**Direction**
Rewrite the records below, replacing each "dot" with "mark" and keeping everything else unchanged.

**Records to use**

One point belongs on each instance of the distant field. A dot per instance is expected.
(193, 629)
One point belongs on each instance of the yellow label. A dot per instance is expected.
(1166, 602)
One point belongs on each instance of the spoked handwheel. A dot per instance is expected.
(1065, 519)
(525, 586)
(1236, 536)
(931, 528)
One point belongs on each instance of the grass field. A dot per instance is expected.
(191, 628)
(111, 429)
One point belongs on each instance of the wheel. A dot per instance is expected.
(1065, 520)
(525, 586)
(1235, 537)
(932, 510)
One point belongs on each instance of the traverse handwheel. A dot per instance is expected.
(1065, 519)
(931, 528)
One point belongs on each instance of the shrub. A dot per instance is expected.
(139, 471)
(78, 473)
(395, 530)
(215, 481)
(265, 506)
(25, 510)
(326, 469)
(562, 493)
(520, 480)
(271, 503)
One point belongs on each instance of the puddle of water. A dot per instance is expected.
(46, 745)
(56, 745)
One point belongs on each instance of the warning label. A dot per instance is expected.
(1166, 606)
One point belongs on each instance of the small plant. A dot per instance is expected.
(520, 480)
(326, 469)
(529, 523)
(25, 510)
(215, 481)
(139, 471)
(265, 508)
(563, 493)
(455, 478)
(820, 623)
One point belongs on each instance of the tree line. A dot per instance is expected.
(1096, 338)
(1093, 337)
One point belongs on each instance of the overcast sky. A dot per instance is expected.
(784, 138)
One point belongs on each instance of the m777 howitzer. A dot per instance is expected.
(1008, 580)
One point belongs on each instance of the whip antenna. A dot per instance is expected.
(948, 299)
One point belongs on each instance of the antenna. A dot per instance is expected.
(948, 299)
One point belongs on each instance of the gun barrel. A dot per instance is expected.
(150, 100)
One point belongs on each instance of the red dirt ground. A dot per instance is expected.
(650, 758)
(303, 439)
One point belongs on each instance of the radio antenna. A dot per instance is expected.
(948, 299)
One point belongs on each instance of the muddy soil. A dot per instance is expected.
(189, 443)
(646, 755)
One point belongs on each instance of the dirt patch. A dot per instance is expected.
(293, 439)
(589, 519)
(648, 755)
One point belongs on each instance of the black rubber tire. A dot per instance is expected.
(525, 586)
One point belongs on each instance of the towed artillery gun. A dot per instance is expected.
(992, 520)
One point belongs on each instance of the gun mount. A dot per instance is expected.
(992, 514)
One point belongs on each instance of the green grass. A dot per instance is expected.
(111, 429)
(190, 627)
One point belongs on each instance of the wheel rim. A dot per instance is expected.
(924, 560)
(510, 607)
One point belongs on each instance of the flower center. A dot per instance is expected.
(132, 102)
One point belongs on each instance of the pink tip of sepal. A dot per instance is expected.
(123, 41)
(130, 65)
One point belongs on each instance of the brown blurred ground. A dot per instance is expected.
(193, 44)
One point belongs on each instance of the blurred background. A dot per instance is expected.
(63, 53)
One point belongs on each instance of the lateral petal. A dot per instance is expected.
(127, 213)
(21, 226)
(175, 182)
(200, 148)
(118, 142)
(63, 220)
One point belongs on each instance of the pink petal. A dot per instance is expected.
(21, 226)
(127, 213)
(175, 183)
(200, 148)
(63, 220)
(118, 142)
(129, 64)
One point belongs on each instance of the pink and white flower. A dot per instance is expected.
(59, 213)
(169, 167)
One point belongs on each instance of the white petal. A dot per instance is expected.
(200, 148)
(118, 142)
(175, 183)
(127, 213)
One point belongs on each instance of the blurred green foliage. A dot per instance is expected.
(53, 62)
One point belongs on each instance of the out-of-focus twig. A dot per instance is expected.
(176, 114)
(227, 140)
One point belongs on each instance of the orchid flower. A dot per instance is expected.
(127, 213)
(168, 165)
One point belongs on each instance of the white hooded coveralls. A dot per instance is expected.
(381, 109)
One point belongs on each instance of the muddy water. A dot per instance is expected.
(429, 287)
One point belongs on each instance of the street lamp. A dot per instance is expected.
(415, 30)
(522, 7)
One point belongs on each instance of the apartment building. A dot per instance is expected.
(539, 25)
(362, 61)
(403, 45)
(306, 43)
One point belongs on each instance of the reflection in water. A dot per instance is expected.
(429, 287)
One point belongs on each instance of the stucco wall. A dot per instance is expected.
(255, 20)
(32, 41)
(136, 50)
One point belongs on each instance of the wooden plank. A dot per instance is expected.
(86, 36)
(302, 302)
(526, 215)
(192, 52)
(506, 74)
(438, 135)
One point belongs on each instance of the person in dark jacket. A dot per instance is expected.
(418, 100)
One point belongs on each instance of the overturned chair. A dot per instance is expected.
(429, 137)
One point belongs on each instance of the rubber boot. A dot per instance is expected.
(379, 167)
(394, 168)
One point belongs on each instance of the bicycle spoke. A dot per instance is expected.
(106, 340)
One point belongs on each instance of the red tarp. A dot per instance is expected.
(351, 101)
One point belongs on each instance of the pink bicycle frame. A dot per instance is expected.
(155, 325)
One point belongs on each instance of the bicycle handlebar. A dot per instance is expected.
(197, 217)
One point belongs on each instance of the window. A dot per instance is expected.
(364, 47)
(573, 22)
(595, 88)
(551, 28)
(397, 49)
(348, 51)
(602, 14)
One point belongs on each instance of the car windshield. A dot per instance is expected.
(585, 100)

**Full solution**
One point belongs on each instance of the distant field. A mark per instance is expected.
(193, 629)
One point belongs on each instance of the yellow label. A mark per instance is expected.
(1166, 602)
One point belongs on each instance of the spoked handwheel. A mark per instance is expected.
(1065, 519)
(525, 586)
(1236, 536)
(931, 528)
One point belongs on each instance of the grass field. A mark per instance is expected.
(191, 628)
(111, 429)
One point belongs on each instance of the wheel. A mark per instance is expected.
(1065, 520)
(525, 586)
(1235, 537)
(932, 510)
One point belongs on each instance of the traverse handwheel. A mark per instance is expected.
(1065, 519)
(931, 528)
One point belongs on each instance of the shrub. A mark per instance is expected.
(139, 471)
(78, 473)
(395, 530)
(215, 481)
(265, 506)
(25, 510)
(326, 469)
(562, 493)
(520, 480)
(271, 503)
One point belongs on each instance of the puddle of water. A mark per instance is expected.
(46, 745)
(56, 745)
One point belongs on each instance of the warning label. A mark per instance is expected.
(1166, 606)
One point belongs on each instance of the small plant. A mark per instance is expected.
(520, 480)
(326, 469)
(529, 523)
(25, 510)
(215, 481)
(139, 471)
(265, 508)
(563, 493)
(455, 478)
(820, 623)
One point belongs on each instance of the tree line. A mark per instance is expected.
(1096, 338)
(1093, 337)
One point belongs on each instance of the overcast sky. A mark per instance is expected.
(784, 138)
One point belongs on each instance of the m777 howitzer. A mark per instance is expected.
(1008, 580)
One point belongs on each instance of the whip antenna. A mark per instance is expected.
(948, 299)
One point belongs on each instance of the antenna. A mark per instance is expected.
(948, 299)
One point belongs on each instance of the gun barrel. A mark per instance is expected.
(150, 100)
One point belongs on each instance of the red dirt ground. A mark per instance is expected.
(650, 758)
(303, 439)
One point belongs on each instance of the radio antenna. A mark per instance is expected.
(948, 299)
One point belongs on each instance of the muddy soil. A mark per instance is expected.
(189, 443)
(646, 755)
One point belongs on each instance of the dirt patch. A mark per instance is expected.
(293, 439)
(589, 519)
(648, 755)
One point belongs on each instance of the black rubber tire. A mark per instance is expected.
(525, 586)
One point belongs on each instance of the towed artillery gun. A mark per instance is expected.
(992, 520)
One point belongs on each instance of the gun mount. A mark per instance is expected.
(992, 514)
One point belongs on each instance of the green grass. A mark per instance is expected.
(111, 429)
(190, 627)
One point belongs on each instance of the wheel rim. A mark per instance is expected.
(924, 560)
(510, 607)
One point belongs on each instance of the flower center. A mark per instance is expected.
(132, 102)
One point belongs on each instance of the pink tip of sepal. A mark per instance is expected.
(123, 41)
(130, 65)
One point belongs on each instance of the brown blurred ground. A mark per instance is expected.
(193, 44)
One point belongs on each instance of the blurred background. A mark per instance is expected.
(63, 53)
One point belongs on each instance of the lateral petal. A mark per instance is expected.
(127, 213)
(21, 226)
(175, 182)
(200, 148)
(118, 142)
(63, 220)
One point belongs on each instance of the pink petal. A mark per instance is expected.
(21, 226)
(127, 213)
(175, 183)
(200, 148)
(63, 220)
(118, 142)
(129, 64)
One point belongs on each instance of the pink and white flower. A mark per instance is expected.
(59, 213)
(169, 167)
One point belongs on each instance of the white petal. A mark per instance is expected.
(200, 148)
(118, 142)
(175, 183)
(127, 213)
One point belongs on each instance of the blurred green foliage. A mark per instance is expected.
(53, 62)
One point belongs on each instance of the out-of-focus twig. A mark per instance is expected.
(176, 114)
(227, 140)
One point belongs on each instance of the orchid flower. A mark per instance is expected.
(127, 213)
(168, 165)
One point belongs on each instance of the white hooded coveralls. A mark per instance is expected.
(381, 109)
One point belongs on each instance of the muddy water. A mark per instance is expected.
(429, 287)
One point belongs on each instance of the street lamp. A mark per instance is expected.
(415, 30)
(522, 7)
One point belongs on each instance of the apartment building. A mark per instance is expected.
(539, 25)
(362, 61)
(403, 45)
(306, 43)
One point belongs on each instance of the reflection in water. A mark per instance is expected.
(429, 287)
One point belongs on each instance of the stucco wall. A mark per instance is expected.
(255, 20)
(32, 41)
(136, 50)
One point belongs on each instance of the wooden plank. A mark per instance is expected.
(86, 36)
(302, 302)
(526, 215)
(192, 52)
(506, 74)
(438, 135)
One point belongs on each instance of the person in dark jacket. A mark per instance is expected.
(418, 100)
One point belongs on each instance of the overturned chair. A mark per instance is expected.
(429, 137)
One point belongs on each instance of the rubber boot. A mark per instance is expected.
(379, 167)
(394, 168)
One point belongs on each instance of the bicycle spoke. A mark per instance is expected.
(106, 340)
One point belongs on each instance of the red tarp. A mark per instance is expected.
(351, 101)
One point belongs on each instance of the pink bicycle frame. A mark per instance is expected.
(155, 325)
One point belongs on each instance of the bicycle handlebar. A mark per instance is expected.
(197, 217)
One point belongs on each instance of the window. A mark per instance is expected.
(364, 47)
(573, 22)
(595, 88)
(551, 28)
(397, 49)
(348, 51)
(602, 14)
One point belongs on each instance of the car windshield. A mark per instance is expected.
(585, 100)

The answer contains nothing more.